Student name: Austin V. Cadet
Student name: Frank M. Orent
Student name: Yvonne Winnicki
Student name: Mike Madej
Student name: Paula Valentine
PL/SQL procedure successfully completed.

Consider the same example with single modification. Notice that the DBMS_OUTPUT.PUT_LINE statement has been moved outside the loop.

For Example  ch11_2b.sql

SET SERVEROUTPUT ON;
DECLARE
  CURSOR c_student_name IS
    SELECT first_name, last_name
      FROM student
     WHERE rownum <= 5;
  vr_student_name c_student_name%ROWTYPE;
BEGIN
  OPEN c_student_name;
  LOOP
    FETCH c_student_name INTO vr_student_name;
    EXIT WHEN c_student_name%NOTFOUND;
  END LOOP;
  CLOSE c_student_name;
  DBMS_OUTPUT.PUT_LINE('Student name: '||
    vr_student_name.first_name||' '
    ||vr_student_name.last_name);
END;

The DBMS_OUTPUT.PUT_LINE has been moved outside the loop. First the loop will process the five student records. The values for each record will be placed in the record vr_student_name, but each time the loop iterates it will replace the value in the record with a new value. When the five iterations of the loop are finished, it will exit because of the EXIT WHEN condition, leaving the vr_student_name record with the last value that was in the cursor. This is the only value that will be displayed via the DBMS_OUTPUT.PUT_LINE, which comes after the loop is closed.

Making Use of a User-Defined Record

A user-defined record is based on the record type defined by a programmer. To make use of such a record, first you declare a record type, and then you declare a record variable based on the record type.

For Example

type type_name IS RECORD
  (field_name 1 DATATYPE 1,
   field_name 2 DATATYPE 2,
   ...
   field_name N DATATYPE N);
record_name TYPE_NAME%ROWTYPE;

Consider the following code fragment:

For Example

SET SERVEROUTPUT ON;
DECLARE
  -- declare user-defined type
  TYPE instructor_info IS RECORD
    (instructor_id instructor.instructor_id%TYPE,
     first_name instructor.first_name%TYPE,
     last_name instructor.last_name%TYPE,
     sections NUMBER(1));
  -- declare a record based on the type defined above
  rv_instructor instructor_info;

In this code fragment, a type instructor_info is defined. This type contains four attributes: the instructor’s ID, first name, and last name, and the number of sections taught by this instructor. Next, a record based on the type just described is declared. As a result, this record has structure similar to the type, instructor_info.

********************

Name every field declared in the instructor_info record type in the PL/SQL text. The material that follows has no connection to the PL/SQL text.

Information provided.
********************

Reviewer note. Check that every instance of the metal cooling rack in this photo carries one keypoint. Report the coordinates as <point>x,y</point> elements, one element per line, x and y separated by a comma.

********************

Answer in full.
instructor_id, first_name, last_name, sections